_Aim of the exercise_
Reproduce each line from the records that holds "instance".

_Supplied entries_
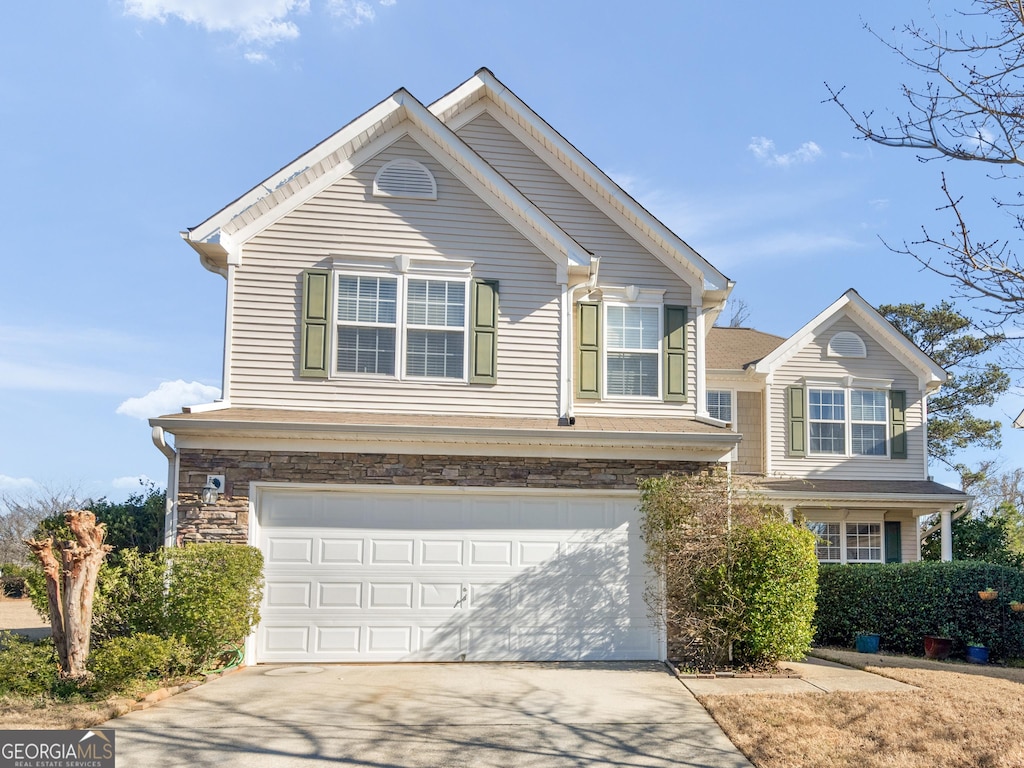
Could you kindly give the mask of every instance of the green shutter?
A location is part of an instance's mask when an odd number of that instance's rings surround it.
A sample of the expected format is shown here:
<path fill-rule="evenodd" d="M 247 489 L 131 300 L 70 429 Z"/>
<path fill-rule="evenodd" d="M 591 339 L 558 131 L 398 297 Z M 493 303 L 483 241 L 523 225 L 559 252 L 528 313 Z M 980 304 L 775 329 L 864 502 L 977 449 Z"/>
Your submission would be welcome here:
<path fill-rule="evenodd" d="M 299 376 L 309 379 L 327 378 L 330 319 L 331 273 L 325 269 L 307 269 L 302 273 Z"/>
<path fill-rule="evenodd" d="M 899 520 L 885 521 L 885 562 L 903 562 L 903 536 Z"/>
<path fill-rule="evenodd" d="M 807 455 L 807 414 L 803 387 L 788 387 L 786 403 L 789 406 L 789 439 L 786 453 L 790 456 Z"/>
<path fill-rule="evenodd" d="M 889 416 L 892 434 L 889 442 L 889 456 L 894 459 L 907 458 L 907 393 L 894 389 L 889 393 Z"/>
<path fill-rule="evenodd" d="M 665 307 L 665 399 L 686 400 L 686 307 Z"/>
<path fill-rule="evenodd" d="M 470 312 L 469 380 L 498 383 L 498 281 L 474 280 Z"/>
<path fill-rule="evenodd" d="M 601 305 L 580 302 L 576 310 L 578 358 L 576 396 L 580 399 L 601 397 Z"/>

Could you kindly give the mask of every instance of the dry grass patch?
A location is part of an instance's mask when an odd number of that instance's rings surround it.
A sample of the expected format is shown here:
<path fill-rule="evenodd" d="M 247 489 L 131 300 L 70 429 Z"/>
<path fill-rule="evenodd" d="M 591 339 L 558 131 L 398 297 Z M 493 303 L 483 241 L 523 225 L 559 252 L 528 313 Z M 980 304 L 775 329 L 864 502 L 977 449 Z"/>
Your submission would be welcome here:
<path fill-rule="evenodd" d="M 0 723 L 13 730 L 89 728 L 118 715 L 113 702 L 68 702 L 49 697 L 0 696 Z"/>
<path fill-rule="evenodd" d="M 845 663 L 858 656 L 820 655 Z M 701 703 L 759 768 L 1024 766 L 1024 670 L 869 658 L 855 666 L 920 690 L 705 696 Z"/>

_Answer for this exercise_
Could you kindly give the mask of every instance of the green shutter?
A location is part of an instance's mask when an odd number of that instance's rings surround it.
Could you kindly give the mask of every instance of the dry grass patch?
A location is part of an instance's mask when an odd number of that instance's rings surround it.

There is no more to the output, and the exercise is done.